== Selected text ==
# The Toy Hauler



## BrendaRuiz (Feb 7, 2013)

We are considering moving out of our 3 bedroom rental into an RV for about 8 months to save up cash for a down payment on a house. There are 5 of us, 8 year old, 4 year old, 2 year old and us parents. My husband works 12 hours a day so is gone a lot. We are currently paying $1100 a month! I found a toy hauler on craigslist for under $6000. Has anyone stayed in one for an extended period of time like this? How sturdy is the loft? Is it airtight for AC and heat usage? Is it really rain proof? Would you recommend another model for this endeavor?


----------



## LaydBack (Aug 22, 2010)

BrendaRuiz said:


> We are considering moving out of our 3 bedroom rental into an RV for about 8 months to save up cash for a down payment on a house. There are 5 of us, 8 year old, 4 year old, 2 year old and us parents. My husband works 12 hours a day so is gone a lot. We are currently paying $1100 a month! I found a toy hauler on craigslist for under $6000. Has anyone stayed in one for an extended period of time like this? How sturdy is the loft? Is it airtight for AC and heat usage? Is it really rain proof? Would you recommend another model for this endeavor?


Where are you? Climate need be taken into consideration. Airtight, I'd say probably not. Can it work for you, probably so. You may want to include as much info as possible about your family and the unit, to get the best input. Good luck.


----------



## knauby (Aug 16, 2012)
===
== Material ==
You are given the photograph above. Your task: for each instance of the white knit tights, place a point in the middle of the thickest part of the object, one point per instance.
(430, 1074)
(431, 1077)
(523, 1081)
===
_Task set_
1. In the toy hauler thread, copy the passage word for word. Begin at the words "Where are you?" and stop after "input. Good luck.".
2. Rewrite the opening post of the toy hauler thread, the paragraph beginning "We are considering moving out," as a short list that keeps its main facts.

_Task results_
1.
Where are you? Climate need be taken into consideration. Airtight, I'd say probably not. Can it work for you, probably so. You may want to include as much info as possible about your family and the unit, to get the best input. Good luck.

2.
- Plan: leave a 3-bedroom rental and live in an RV for about 8 months to save for a down payment on a house.
- Household: 5 people, two parents and children aged 8, 4 and 2.
- The husband works 12 hours a day and is gone a lot.
- Current rent: $1100 a month.
- Option found: a toy hauler on craigslist for under $6000.
- Asks: whether anyone has stayed in one this long, how sturdy the loft is, whether it is airtight for AC and heat, whether it is really rainproof, and whether another model would be better.